Entries from a point annotation set
* * *

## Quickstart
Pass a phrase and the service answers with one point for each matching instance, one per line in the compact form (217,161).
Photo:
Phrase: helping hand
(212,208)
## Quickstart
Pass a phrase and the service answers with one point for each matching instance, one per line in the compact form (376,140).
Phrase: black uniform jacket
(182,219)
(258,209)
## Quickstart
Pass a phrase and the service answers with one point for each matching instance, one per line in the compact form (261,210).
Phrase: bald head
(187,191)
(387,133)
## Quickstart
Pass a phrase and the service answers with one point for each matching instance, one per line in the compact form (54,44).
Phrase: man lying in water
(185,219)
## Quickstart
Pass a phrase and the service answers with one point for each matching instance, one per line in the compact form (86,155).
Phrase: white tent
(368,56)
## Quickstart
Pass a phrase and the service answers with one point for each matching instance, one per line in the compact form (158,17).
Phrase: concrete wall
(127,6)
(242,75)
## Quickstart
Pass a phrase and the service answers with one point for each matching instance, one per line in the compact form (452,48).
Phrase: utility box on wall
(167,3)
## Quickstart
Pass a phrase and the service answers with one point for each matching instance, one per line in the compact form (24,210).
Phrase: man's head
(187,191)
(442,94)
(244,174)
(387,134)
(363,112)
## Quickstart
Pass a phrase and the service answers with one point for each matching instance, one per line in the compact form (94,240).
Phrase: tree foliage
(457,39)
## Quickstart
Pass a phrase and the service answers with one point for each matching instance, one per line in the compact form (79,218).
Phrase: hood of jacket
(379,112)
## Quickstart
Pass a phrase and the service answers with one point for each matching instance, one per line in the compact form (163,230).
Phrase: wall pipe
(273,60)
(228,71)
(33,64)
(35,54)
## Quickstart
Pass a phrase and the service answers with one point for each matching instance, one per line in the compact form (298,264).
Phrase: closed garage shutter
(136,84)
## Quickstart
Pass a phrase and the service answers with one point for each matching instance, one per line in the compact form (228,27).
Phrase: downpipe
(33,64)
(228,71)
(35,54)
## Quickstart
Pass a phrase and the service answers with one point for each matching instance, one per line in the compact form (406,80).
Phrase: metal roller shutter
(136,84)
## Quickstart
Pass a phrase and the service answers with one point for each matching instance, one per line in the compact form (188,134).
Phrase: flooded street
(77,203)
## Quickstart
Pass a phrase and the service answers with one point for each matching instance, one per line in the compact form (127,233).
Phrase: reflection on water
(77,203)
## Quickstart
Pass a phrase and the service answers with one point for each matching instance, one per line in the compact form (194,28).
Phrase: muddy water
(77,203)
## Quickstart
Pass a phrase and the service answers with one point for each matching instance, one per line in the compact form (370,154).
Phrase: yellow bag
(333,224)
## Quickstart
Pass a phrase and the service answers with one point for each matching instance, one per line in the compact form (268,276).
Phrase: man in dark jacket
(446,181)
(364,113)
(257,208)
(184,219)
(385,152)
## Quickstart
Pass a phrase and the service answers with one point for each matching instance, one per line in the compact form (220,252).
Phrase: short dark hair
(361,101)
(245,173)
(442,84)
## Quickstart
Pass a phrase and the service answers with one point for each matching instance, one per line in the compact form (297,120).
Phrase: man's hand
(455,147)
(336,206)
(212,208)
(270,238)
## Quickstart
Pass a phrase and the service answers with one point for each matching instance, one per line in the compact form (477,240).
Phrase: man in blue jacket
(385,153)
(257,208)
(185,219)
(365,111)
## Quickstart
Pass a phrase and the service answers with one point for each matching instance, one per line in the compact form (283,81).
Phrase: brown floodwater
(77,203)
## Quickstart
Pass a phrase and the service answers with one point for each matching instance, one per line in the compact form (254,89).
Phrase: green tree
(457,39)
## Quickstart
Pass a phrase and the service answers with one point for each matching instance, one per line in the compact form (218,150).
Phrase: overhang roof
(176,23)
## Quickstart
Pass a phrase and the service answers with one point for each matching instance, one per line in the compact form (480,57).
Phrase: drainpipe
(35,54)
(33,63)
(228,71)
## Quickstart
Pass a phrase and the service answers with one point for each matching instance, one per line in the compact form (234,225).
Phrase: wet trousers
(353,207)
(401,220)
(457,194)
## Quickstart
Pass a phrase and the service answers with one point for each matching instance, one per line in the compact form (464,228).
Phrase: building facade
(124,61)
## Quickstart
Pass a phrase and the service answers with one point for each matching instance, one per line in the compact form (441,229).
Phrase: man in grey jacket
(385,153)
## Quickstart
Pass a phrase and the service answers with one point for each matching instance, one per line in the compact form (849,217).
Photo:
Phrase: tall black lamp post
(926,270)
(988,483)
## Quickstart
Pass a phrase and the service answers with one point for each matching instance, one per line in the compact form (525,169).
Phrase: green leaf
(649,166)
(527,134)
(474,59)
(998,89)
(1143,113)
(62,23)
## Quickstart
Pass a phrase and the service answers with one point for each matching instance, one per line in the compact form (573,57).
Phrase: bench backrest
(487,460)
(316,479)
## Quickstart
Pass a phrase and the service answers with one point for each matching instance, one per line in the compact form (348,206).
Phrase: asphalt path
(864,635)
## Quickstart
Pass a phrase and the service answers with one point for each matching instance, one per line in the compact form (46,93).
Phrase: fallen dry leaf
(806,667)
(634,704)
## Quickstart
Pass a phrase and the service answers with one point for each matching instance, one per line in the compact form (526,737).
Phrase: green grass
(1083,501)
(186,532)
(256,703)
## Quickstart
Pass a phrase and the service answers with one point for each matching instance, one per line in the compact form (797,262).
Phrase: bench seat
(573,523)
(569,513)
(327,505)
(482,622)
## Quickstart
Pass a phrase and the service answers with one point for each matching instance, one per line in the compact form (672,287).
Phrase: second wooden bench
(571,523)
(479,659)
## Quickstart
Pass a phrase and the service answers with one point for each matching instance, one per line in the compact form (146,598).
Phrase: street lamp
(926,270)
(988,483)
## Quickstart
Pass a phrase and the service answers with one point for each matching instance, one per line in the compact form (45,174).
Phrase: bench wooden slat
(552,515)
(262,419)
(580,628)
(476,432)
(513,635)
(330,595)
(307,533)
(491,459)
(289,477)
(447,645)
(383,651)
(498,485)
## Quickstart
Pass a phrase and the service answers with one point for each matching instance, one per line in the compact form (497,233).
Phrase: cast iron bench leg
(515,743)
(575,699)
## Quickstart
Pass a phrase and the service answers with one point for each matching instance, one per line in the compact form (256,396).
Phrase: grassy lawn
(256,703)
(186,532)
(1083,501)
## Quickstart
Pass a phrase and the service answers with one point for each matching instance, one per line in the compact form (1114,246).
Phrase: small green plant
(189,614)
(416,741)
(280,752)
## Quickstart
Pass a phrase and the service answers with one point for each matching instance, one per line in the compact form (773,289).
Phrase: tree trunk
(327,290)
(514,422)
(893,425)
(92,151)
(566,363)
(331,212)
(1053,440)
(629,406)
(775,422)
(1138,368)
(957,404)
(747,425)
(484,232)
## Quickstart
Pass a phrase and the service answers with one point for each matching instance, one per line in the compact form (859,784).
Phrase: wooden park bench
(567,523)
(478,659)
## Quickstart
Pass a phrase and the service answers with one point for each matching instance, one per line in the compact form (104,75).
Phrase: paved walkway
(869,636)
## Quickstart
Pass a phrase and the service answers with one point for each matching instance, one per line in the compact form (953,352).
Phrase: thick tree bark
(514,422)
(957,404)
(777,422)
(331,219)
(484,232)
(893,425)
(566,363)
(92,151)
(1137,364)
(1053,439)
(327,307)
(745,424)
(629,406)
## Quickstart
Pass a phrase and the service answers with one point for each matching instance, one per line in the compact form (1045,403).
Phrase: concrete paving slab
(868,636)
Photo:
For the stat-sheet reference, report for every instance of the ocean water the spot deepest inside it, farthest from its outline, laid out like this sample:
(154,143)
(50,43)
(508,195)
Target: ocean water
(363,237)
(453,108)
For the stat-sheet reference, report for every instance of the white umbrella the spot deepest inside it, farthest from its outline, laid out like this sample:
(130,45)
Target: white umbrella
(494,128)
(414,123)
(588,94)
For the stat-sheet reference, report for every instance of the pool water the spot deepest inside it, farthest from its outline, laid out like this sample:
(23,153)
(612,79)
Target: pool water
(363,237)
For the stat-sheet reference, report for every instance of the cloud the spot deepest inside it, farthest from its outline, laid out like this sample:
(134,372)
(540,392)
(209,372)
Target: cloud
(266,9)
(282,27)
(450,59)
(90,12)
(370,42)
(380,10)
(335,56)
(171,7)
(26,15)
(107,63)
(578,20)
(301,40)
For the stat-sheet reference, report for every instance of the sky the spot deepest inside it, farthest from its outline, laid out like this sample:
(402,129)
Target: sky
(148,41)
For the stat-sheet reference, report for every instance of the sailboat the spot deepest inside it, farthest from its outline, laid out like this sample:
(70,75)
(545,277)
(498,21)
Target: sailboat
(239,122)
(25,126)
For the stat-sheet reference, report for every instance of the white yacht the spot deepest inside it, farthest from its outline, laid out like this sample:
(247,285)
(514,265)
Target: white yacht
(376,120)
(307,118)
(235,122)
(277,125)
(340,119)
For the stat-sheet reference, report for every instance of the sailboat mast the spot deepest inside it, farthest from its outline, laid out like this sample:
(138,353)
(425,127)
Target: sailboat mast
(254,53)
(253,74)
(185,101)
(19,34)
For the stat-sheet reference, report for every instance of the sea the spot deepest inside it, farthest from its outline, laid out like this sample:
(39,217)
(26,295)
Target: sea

* * *

▶ [WRITTEN EXERCISE] Return, word for word, each line from the line that contains "of the pool" to the end of the listing above; include both end lines and nothing else.

▶ [RESPONSE TO THE TASK]
For the stat-sheet reference, report for every instance of the pool water the spot deepest inside it, farthest from its outline, laid out like this sample:
(23,153)
(612,79)
Target: pool water
(363,237)
For the stat-sheet reference, report for every instance of the cloud the spot deepest inside it, farthest from its outline, laid out like this sample:
(134,372)
(540,392)
(209,372)
Target: cloud
(266,9)
(282,27)
(450,59)
(90,12)
(370,42)
(380,10)
(335,56)
(171,7)
(26,15)
(107,63)
(578,20)
(301,40)
For the stat-sheet reference, report for every instance of the sky the spot deepest inside it, farthest from its outline, laid out like this sample:
(402,129)
Target: sky
(148,41)
For the stat-sheet reference, report for every instance of the sailboat the spot deepest inside it, farthest from its outline, laid out like this sample:
(70,75)
(545,277)
(498,21)
Target: sailboat
(239,122)
(25,126)
For the stat-sheet reference, report for every instance of the white yacht the spot deepest inside it, farthest from its outline, laid out like this sample:
(247,285)
(514,265)
Target: white yacht
(376,120)
(307,118)
(235,122)
(277,125)
(340,119)
For the stat-sheet reference, report for every instance of the sailboat mast the spot deepest inside it, farthest from its outline, laid out like this sample:
(138,353)
(425,127)
Target: sailboat mast
(254,53)
(253,74)
(185,101)
(19,34)
For the stat-sheet reference, report for every instance of the sea the spot deepest inside it, farthest from its outline, laid out like this sample:
(39,217)
(26,295)
Target: sea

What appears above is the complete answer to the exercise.